• Dataset excerpts:

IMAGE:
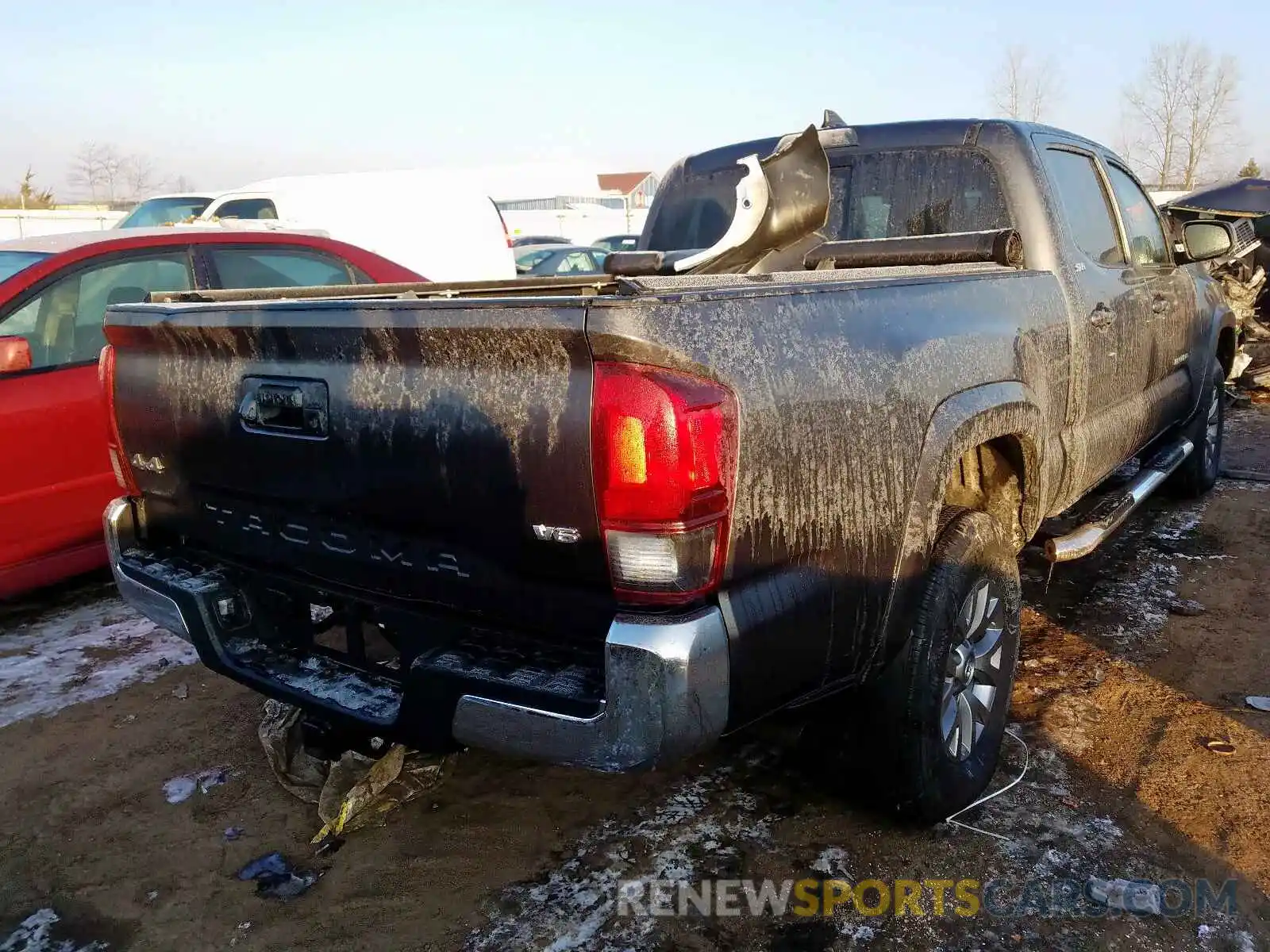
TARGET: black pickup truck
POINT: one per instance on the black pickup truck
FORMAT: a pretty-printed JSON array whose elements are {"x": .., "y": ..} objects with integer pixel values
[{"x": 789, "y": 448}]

==

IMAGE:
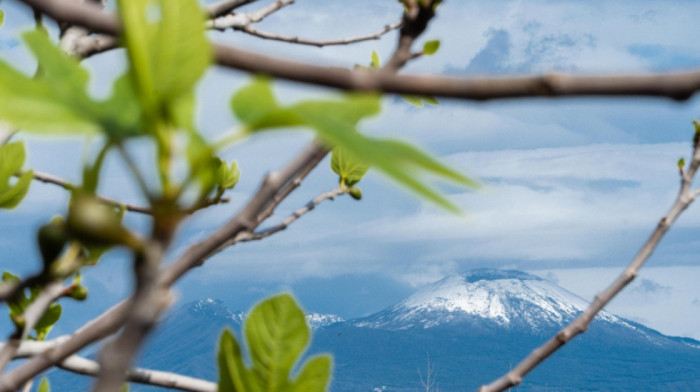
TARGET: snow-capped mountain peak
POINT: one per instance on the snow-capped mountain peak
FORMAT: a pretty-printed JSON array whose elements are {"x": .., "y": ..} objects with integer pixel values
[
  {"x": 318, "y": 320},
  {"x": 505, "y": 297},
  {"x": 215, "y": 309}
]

• Work instructions: Identify each line above that contains the string "pickup", and copy those lines.

• Output of the task:
TARGET: black pickup truck
POINT: one per instance on the black pickup truck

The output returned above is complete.